__Task material__

============================================================

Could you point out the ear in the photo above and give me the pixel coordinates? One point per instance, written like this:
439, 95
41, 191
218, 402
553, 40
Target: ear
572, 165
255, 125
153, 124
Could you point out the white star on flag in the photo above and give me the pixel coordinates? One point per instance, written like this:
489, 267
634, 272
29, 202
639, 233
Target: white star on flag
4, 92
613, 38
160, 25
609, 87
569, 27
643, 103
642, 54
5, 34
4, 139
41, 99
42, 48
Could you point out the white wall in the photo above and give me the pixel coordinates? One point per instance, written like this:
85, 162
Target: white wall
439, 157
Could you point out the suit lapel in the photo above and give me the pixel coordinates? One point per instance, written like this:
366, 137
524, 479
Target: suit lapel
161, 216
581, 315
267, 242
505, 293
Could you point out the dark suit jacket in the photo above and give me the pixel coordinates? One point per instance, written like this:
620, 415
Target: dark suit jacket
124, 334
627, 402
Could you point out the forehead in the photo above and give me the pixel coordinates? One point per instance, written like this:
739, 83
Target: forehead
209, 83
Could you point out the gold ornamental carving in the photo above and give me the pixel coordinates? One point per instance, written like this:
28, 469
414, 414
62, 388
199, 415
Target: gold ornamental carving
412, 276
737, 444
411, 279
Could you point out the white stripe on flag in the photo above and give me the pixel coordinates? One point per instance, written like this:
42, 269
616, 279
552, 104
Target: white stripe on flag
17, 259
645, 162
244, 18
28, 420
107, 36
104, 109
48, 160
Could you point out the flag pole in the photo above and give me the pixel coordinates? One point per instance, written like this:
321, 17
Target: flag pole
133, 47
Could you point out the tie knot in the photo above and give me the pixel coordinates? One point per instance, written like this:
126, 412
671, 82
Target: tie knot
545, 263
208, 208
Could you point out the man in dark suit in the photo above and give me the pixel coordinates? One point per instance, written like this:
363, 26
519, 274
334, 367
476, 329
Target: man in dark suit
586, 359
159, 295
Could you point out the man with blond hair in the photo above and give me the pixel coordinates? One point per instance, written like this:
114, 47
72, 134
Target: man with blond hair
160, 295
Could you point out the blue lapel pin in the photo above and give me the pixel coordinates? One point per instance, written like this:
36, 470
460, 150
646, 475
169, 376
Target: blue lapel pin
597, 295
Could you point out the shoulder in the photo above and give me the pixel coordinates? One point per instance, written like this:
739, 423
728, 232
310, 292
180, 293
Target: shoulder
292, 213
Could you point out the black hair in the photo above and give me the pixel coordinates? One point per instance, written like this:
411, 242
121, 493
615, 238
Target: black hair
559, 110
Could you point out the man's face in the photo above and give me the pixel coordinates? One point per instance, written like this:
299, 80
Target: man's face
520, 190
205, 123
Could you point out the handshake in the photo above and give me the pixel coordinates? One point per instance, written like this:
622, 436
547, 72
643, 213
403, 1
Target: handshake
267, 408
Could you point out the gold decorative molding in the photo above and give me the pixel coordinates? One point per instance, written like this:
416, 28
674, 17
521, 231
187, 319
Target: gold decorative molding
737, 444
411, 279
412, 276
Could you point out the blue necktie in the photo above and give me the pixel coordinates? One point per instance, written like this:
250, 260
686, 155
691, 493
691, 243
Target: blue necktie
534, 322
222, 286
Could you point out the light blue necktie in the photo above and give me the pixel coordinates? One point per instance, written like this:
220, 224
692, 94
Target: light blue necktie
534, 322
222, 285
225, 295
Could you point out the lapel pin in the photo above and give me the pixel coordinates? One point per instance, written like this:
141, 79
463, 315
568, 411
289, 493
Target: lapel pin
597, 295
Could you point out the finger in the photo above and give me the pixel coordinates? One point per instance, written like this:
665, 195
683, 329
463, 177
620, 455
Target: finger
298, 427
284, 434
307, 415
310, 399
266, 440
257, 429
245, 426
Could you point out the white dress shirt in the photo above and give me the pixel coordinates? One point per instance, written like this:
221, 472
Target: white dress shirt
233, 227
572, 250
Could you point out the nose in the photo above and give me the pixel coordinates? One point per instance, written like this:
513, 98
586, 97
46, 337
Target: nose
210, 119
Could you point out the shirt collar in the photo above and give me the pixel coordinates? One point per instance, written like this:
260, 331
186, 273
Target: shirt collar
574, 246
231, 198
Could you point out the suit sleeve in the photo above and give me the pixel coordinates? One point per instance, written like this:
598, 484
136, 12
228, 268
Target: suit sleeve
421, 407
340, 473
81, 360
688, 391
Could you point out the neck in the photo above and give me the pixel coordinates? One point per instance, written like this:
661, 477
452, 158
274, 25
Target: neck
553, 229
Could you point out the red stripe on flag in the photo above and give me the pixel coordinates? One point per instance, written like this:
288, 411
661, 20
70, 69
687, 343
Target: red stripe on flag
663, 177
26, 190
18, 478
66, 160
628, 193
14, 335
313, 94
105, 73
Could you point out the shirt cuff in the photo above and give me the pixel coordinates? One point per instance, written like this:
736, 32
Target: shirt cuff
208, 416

============================================================

__What the task asks__
Give every line of the listing again. Keep each one exact.

__Exercise response__
Could you point out the ear in the photo above and give me the pixel coordinates? One point per instance, written like this:
439, 95
41, 191
218, 402
553, 40
Target: ear
572, 165
255, 125
153, 124
Could you point out the white star on flag in the photo above and give me the pixel coordinates? One point per instance, written like this:
489, 267
634, 272
29, 202
639, 233
Target: white star on flag
4, 92
613, 38
160, 25
609, 87
569, 27
643, 103
642, 54
5, 34
4, 139
41, 99
42, 48
Could you point out the white wall in the photo above and give me the pixel coordinates? One point per instance, written like this:
85, 162
Target: white wall
439, 157
Could you point out the suit lapel in the photo above and give me the pixel coordinates? One point per instance, written like this:
366, 137
524, 479
Target: suit lapel
161, 216
581, 315
267, 242
505, 293
Could you point out the dark suit jacket in the photo above and give me the pixel coordinates? One point per instance, written like this:
620, 415
Target: dark suit jacket
124, 334
627, 402
Could you point out the forehead in the photo above and give me the pixel coordinates? One point per instance, written like this:
739, 83
Target: forehead
209, 83
Could you point out the gold ornamental carving in the photo above and give me the pixel coordinates? One point per instance, written like this:
28, 469
414, 414
62, 388
199, 415
Target: gold ornamental carving
412, 276
737, 444
411, 279
Could you point out the white stripe on flag in the photo above and give me the pixel coordinates? One point per instance, written like this:
42, 269
616, 279
552, 104
Target: white stripe on flag
17, 259
645, 162
244, 18
28, 420
107, 36
104, 109
48, 160
Could you point out the flag pole in the photo above and give me the pixel coordinates? One point per instance, written like this:
321, 17
Target: flag pole
133, 47
Could you point out the tie knot in the photo above and give me the pixel coordinates? One point per instance, written like this:
126, 412
671, 82
Target: tie knot
545, 263
208, 208
Could you point out the man in dark suit in the photo above and give me the pixel coordinates? One point per instance, written like this:
363, 26
519, 274
334, 367
476, 329
Target: man in dark suit
586, 359
159, 295
Could you point out the man with blond hair in the photo above and give me the pixel coordinates? One point per instance, written like this:
114, 47
72, 134
Target: man with blond hair
160, 295
Could you point out the blue lapel pin in the photo above and give me the pixel coordinates? One point per instance, written like this:
36, 470
460, 150
646, 475
169, 376
Target: blue lapel pin
597, 295
Could you point out the shoulder in the photo above and give me the pixel coordinates? One point per instance, written like this:
739, 423
728, 232
310, 292
180, 293
Target: shoulder
292, 213
Could you point out the black hair in the photo above and give me the pixel coordinates? One point per instance, written like this:
411, 242
121, 493
615, 238
Target: black hair
559, 110
Could you point out the man's face in the photo above and give me the pixel coordinates? One point per instance, written like this:
299, 80
Target: man's face
520, 190
205, 123
Could you point out the handshake in the photo above and give me the pixel coordinates? One point per instance, written like this:
622, 436
547, 72
643, 213
403, 1
Target: handshake
267, 408
Could you point out the gold decorative molding in the photo above and give me the pixel coordinates? One point per instance, written like this:
416, 28
674, 17
521, 231
187, 319
Target: gold decorative molding
737, 444
411, 279
412, 276
Could you point out the blue necktie in the photo above and give me the pixel coordinates? One point per instance, written like this:
250, 260
686, 155
691, 493
691, 243
Target: blue necktie
534, 322
222, 286
Could you point out the light blue necktie in the photo above and give me the pixel coordinates? One point per instance, written like this:
220, 224
692, 94
Target: light blue necktie
534, 322
222, 285
225, 295
Could you point out the lapel pin in the photo above and give me the pixel coordinates? One point per instance, written like this:
141, 79
463, 315
568, 411
289, 493
Target: lapel pin
597, 295
Could you point out the finger in the photo above and give me the pixel coordinates? One point per instance, written like this:
665, 195
683, 329
463, 177
620, 455
Target: finger
298, 427
284, 434
307, 415
310, 399
266, 440
257, 429
245, 426
Could you point out the white dress shirt in the photo above and give me the pixel coordinates? One point per instance, written like this:
221, 472
Target: white dress shirt
233, 227
572, 250
Could you point out the nose in the photo above and give me the pixel coordinates? One point per instance, written like this:
513, 98
586, 97
46, 337
Target: nose
210, 119
Could you point out the shirt collar in the photo above and give me the pixel coordinates? One point per instance, written like this:
260, 331
186, 273
Target: shirt collar
574, 246
231, 198
Could you point out the suit sleeve in the photo above and give me the pixel coordinates? One point per instance, written like this:
598, 484
136, 12
228, 268
Target: suit sleeve
421, 407
340, 473
81, 360
688, 391
Could you point out the neck in the photo above and give me the pixel coordinates? One point per instance, written like this:
661, 477
452, 158
274, 25
Target: neck
553, 229
Could you point out the red stripe on flag in the photo above and give me the pixel coordinates? One point per instance, written like this:
288, 411
661, 20
70, 69
687, 343
Target: red stripe on flag
663, 177
26, 190
18, 478
66, 160
628, 193
14, 335
313, 94
105, 73
Could you point out the shirt cuff in the photo above and give me the pixel coordinates? One point per instance, written like this:
736, 32
Target: shirt cuff
208, 416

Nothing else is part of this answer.